==== Given text

Personal information
- Born: 29 May 1982 (age 44) Dnipropetrovsk, Ukrainian SSR, Soviet Union

Chess career
- Country: Ukraine
- Title: Woman Grandmaster (2003)
- Peak rating: 2313 (October 2001)

= Anastasiya Karlovich =

Ukrainian chess player and journalist (born 1982)

Anastasiya Karlovich (born 29 May 1982, also spelled Anastazia) is a Ukrainian chess player and journalist. She achieved the FIDE titles Woman International Master in 2000 and Woman Grandmaster in 2003.

Born in Dnipropetrovsk, Karlovich started to play chess at age eight. She was the women's chess champion of the Dnipropetrovsk Oblast and the semi-finalist of the Dnipropetrovsk Oblast men's chess championship in 1998. She later moved to Kharkiv and in 2007 became a chess journalist as well, having published articles in the newspaper Ladya, magazines New in Chess and Schach 64, the ChessBase website and elsewhere. Karlovich was the press secretary of FIDE at the World Chess Championship in 2012, 2013, 2014 and 2016.

She played on the first board for the gold medal-winning Ukrainian team in the European Girls' Under-18 Team Chess Championship in 2000.

========
==== Data shown

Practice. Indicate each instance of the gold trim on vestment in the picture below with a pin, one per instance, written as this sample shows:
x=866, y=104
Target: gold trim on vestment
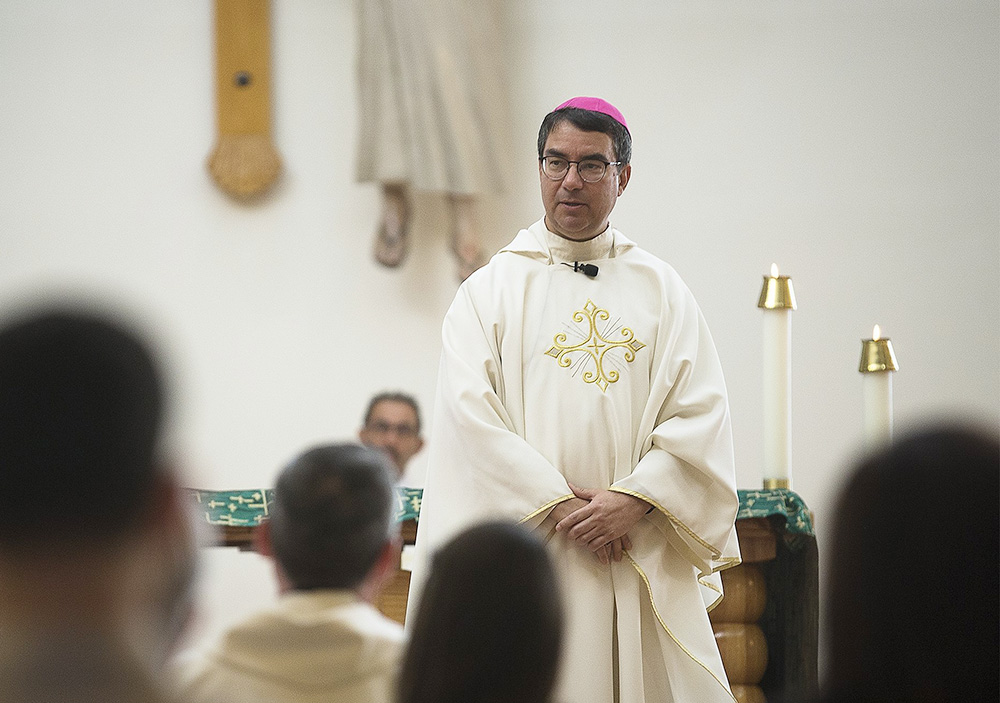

========

**Work instruction A**
Translate this sentence from the Anastasiya Karlovich biography into Spanish: "Born in Dnipropetrovsk, Karlovich started to play chess at age eight."
**Work instruction B**
According to the Anastasiya Karlovich biography, in which publications or outlets has she published articles? List every one it names.

**Written response A**
Nacida en Dnipropetrovsk, Karlovich empezó a jugar al ajedrez a los ocho años.

**Written response B**
- the newspaper Ladya
- the magazine New in Chess
- the magazine Schach 64
- the ChessBase website